- [YOUR INSTRUCTIONS] Copy word for word the lines from the one containing "In this exercise you will mark the camouflaged" through the end of the rows, including both ends.

[Point annotation rows]
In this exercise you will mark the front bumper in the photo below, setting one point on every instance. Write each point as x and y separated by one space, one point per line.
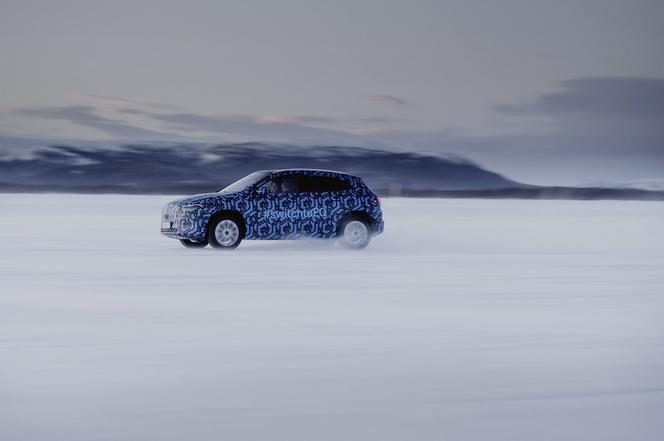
178 223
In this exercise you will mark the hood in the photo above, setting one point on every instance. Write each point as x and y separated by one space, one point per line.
198 198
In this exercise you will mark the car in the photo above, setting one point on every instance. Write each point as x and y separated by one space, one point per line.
278 204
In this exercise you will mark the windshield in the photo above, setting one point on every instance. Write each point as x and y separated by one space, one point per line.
245 182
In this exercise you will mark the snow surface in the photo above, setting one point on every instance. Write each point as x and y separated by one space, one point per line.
466 320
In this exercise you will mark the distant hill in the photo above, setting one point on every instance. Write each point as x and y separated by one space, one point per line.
26 166
191 167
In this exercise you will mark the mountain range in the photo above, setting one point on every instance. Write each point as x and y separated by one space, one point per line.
194 168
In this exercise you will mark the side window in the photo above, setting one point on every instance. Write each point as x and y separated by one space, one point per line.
281 184
321 184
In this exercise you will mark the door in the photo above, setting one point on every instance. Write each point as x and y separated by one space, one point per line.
275 216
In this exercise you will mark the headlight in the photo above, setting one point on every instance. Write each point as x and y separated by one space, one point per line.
184 210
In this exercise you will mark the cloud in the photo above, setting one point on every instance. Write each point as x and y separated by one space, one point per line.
322 120
86 116
390 100
249 128
599 104
106 102
602 129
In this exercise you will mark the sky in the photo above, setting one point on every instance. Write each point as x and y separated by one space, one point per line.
546 92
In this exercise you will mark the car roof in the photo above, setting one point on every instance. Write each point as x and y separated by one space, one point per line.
312 170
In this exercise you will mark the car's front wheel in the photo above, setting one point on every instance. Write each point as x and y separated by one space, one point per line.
225 233
193 243
354 233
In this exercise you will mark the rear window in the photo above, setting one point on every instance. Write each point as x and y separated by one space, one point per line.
321 184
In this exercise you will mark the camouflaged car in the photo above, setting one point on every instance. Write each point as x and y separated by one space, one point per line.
279 204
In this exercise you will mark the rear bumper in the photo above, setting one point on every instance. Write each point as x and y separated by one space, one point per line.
379 227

- [SOLUTION TO THIS PROBLEM]
In this exercise you will mark the camouflaged car in the photo above, setting one point on every instance. Write each point as x and y separated by one space, one point per line.
279 204
In this exercise you will mark the rear bumper in the photo above, setting one point on every instance. Write each point as x and y separated by one space, one point per line.
379 227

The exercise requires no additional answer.